• _Written problem 1_
Reproduce the rows from their start through the line "left=247, top=101, right=272, bottom=109", requests included, offsetting every coordinate in the answers by 45.
** Begin Passage to read **
FOR IMMEDIATE RELEASE

Leaders meeting with the DHS secretary relay nation’s anxieties over broken immigration system

Thursday, Aug 20, 2009
Contact: Mary Moreno (202) 339-9316, mmoreno@communitychange.org
 
Washington – In an effort to truly represent the country’s concerns at today’s meeting with DHS Secretary Janet Napolitano, the Fair Immigration Reform Movement and national allies asked activists across the country to submit questions they wanted Napolitano to address. The response: more than 4,000 questions submitted in less than 24 hours.
 
“Most of the questions and concerns centered around timing, on wanting immigration reform done this year, not 2010,” said Marissa Graciosa, immigration coordinator with FIRM, a project of the Center for Community Change. “The questions came from all over the country. This reflects the widespread effects of our enforcement-heavy approach to immigration.”
 
Ali Noorani, executive director of the National Immigration Forum, and a partner of the Campaign to Reform Immigration FOR America, was able to ask Napolitano two representative questions selected from the 4,000-plus entries. The first was submitted by a person in Pickerington, Ohio who wanted to know why Napolitano has seemingly focused too intently on border security and stopped advocating for comprehensive reform. Napolitano said she has been working on immigration reform, and would do more to communicate with people on her efforts on both fronts.
** End Passage to read **
• _Written problem 2_
Name every person mentioned in the press release on immigration reform.
** Begin Material for the task **
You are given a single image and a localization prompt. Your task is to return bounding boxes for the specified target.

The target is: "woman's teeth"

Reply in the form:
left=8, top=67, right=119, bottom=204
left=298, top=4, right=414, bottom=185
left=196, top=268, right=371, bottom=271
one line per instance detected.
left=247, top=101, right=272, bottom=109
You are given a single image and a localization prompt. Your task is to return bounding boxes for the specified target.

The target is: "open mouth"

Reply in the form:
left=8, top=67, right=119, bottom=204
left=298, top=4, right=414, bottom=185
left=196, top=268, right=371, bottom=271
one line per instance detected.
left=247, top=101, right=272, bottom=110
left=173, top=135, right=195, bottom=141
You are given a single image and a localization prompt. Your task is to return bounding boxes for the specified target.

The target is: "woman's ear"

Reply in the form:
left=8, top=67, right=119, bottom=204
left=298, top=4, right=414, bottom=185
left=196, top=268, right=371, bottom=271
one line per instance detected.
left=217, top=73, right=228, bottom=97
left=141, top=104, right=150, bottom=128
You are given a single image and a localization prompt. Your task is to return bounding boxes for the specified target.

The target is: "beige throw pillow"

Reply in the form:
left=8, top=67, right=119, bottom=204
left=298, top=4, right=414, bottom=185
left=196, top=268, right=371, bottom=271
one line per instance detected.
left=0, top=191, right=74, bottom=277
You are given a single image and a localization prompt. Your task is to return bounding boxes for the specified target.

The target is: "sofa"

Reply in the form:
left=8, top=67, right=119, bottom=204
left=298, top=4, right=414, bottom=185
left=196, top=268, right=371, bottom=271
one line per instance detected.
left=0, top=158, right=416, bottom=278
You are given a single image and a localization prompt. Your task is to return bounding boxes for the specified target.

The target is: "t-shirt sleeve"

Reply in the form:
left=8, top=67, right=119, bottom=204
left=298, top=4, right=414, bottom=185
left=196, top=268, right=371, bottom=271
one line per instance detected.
** End Material for the task **
• _Result 1_
You are given a single image and a localization prompt. Your task is to return bounding boxes for the specified target.

The target is: "woman's teeth"

Reply in the form:
left=8, top=67, right=119, bottom=204
left=298, top=4, right=414, bottom=185
left=196, top=268, right=371, bottom=271
one line per instance detected.
left=292, top=146, right=317, bottom=154

• _Result 2_
Mary Moreno
Janet Napolitano
Marissa Graciosa
Ali Noorani